#### EXERCISE DESCRIPTION:
Starting at the line below that contains "Need: a point", print each line through the end of the records exactly as it appears.
GIVEN RECORDS below:
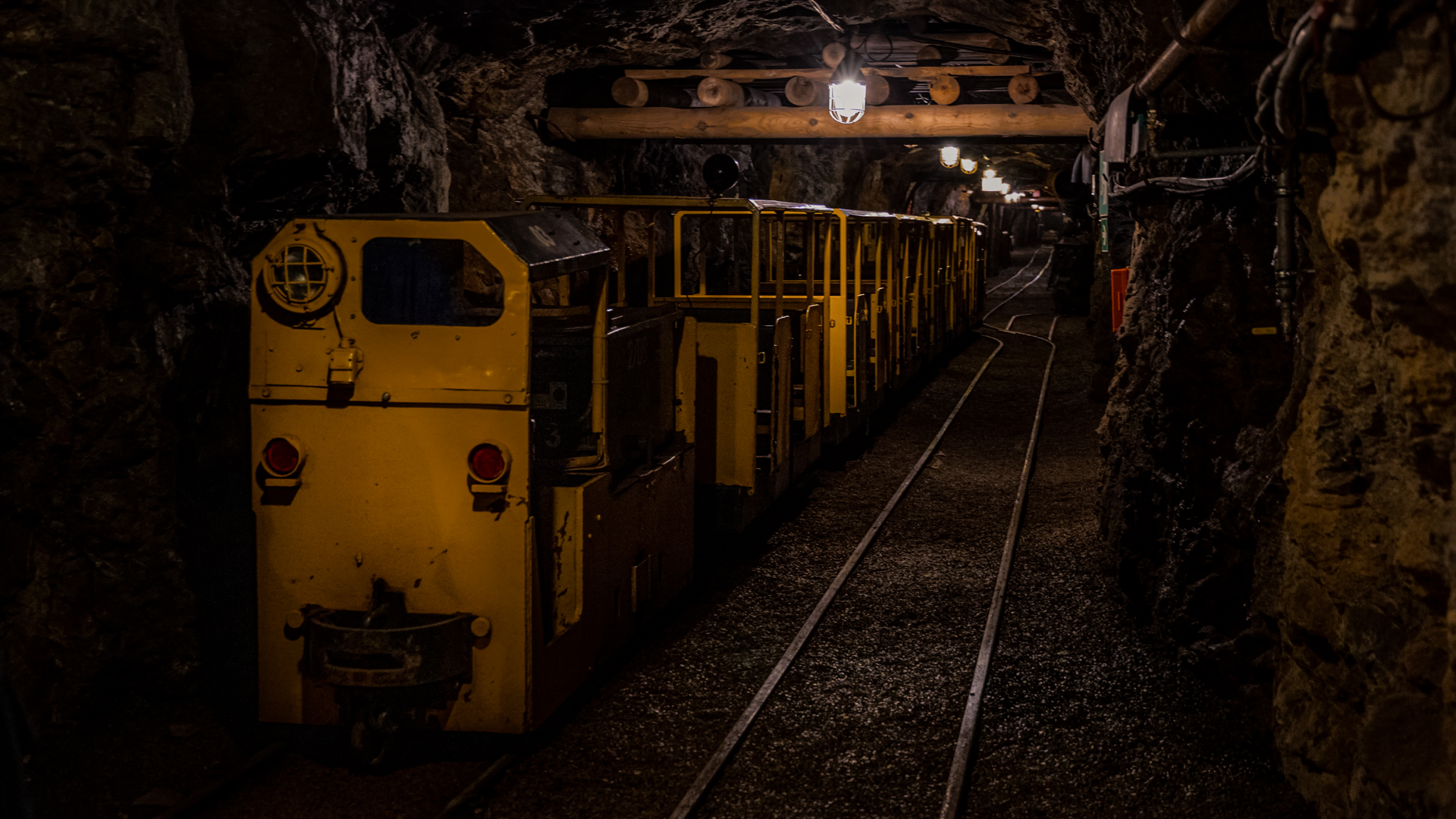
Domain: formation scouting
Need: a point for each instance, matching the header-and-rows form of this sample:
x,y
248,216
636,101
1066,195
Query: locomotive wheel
End of GIVEN RECORDS.
#### OUTPUT OF THE TASK:
Need: a point for each instance, matching the header-and-rows form of this sample:
x,y
248,216
636,101
1066,195
Query: locomotive wheel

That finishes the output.